### Your objective
All of the entries below should be copied exactly as they appear.
[Opening Source information section]
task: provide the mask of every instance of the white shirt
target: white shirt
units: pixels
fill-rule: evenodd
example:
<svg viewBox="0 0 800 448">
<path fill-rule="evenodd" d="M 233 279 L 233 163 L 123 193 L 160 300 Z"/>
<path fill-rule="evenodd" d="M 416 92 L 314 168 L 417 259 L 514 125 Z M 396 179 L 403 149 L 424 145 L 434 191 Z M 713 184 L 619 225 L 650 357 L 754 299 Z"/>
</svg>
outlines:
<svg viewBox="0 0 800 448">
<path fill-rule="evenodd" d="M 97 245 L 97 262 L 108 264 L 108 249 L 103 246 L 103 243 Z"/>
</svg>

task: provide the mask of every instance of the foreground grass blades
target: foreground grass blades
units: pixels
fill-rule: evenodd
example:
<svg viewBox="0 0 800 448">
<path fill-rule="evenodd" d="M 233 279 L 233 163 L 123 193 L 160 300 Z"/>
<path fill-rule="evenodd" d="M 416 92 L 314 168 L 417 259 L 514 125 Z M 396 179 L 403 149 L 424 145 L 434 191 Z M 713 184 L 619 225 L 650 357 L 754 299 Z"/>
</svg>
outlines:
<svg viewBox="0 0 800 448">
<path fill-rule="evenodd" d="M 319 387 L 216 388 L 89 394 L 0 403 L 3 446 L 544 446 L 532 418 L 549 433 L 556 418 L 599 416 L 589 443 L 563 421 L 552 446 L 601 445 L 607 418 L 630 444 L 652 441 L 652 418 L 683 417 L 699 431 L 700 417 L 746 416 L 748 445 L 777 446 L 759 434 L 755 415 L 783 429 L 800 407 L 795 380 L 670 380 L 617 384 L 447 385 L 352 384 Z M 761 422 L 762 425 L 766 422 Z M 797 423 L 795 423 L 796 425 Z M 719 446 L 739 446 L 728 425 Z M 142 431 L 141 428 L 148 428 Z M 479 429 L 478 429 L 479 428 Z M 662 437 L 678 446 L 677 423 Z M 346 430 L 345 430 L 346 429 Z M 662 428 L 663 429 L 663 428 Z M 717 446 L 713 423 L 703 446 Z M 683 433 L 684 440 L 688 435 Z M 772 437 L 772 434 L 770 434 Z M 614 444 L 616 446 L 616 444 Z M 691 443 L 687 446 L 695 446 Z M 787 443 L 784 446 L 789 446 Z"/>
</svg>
[Closing Source information section]
### Result of the exercise
task: provide the mask of every instance of the white shirt
target: white shirt
units: pixels
fill-rule: evenodd
example:
<svg viewBox="0 0 800 448">
<path fill-rule="evenodd" d="M 233 279 L 233 163 L 123 193 L 160 300 Z"/>
<path fill-rule="evenodd" d="M 416 92 L 314 168 L 417 259 L 514 125 Z M 396 179 L 403 149 L 424 145 L 434 191 Z M 713 184 L 619 225 L 650 357 L 754 299 Z"/>
</svg>
outlines:
<svg viewBox="0 0 800 448">
<path fill-rule="evenodd" d="M 97 245 L 97 262 L 108 264 L 108 249 L 103 246 L 103 243 Z"/>
</svg>

task: provide the mask of every instance of the foreground grass blades
target: foreground grass blades
units: pixels
fill-rule: evenodd
example:
<svg viewBox="0 0 800 448">
<path fill-rule="evenodd" d="M 233 279 L 233 163 L 123 193 L 160 300 Z"/>
<path fill-rule="evenodd" d="M 416 92 L 314 168 L 417 259 L 514 125 Z M 396 179 L 403 149 L 424 145 L 434 191 Z M 713 184 L 619 225 L 650 357 L 754 299 Z"/>
</svg>
outlines:
<svg viewBox="0 0 800 448">
<path fill-rule="evenodd" d="M 319 387 L 216 388 L 89 394 L 0 403 L 3 446 L 544 446 L 532 418 L 549 433 L 556 418 L 599 416 L 589 443 L 563 421 L 552 446 L 601 445 L 607 418 L 630 444 L 652 441 L 652 418 L 683 417 L 699 431 L 700 417 L 746 416 L 748 445 L 777 446 L 759 434 L 755 415 L 783 429 L 800 407 L 795 380 L 670 380 L 617 384 L 447 385 L 352 384 Z M 761 422 L 762 425 L 766 422 Z M 797 423 L 795 423 L 796 425 Z M 719 446 L 739 446 L 728 425 Z M 142 431 L 141 428 L 148 428 Z M 479 429 L 478 429 L 479 428 Z M 662 437 L 678 446 L 677 423 Z M 346 430 L 345 430 L 346 429 Z M 662 428 L 663 429 L 663 428 Z M 717 446 L 713 423 L 703 446 Z M 683 433 L 684 440 L 688 435 Z M 772 437 L 772 434 L 770 434 Z M 614 444 L 616 446 L 616 444 Z M 691 443 L 687 446 L 695 446 Z M 787 443 L 784 446 L 789 446 Z"/>
</svg>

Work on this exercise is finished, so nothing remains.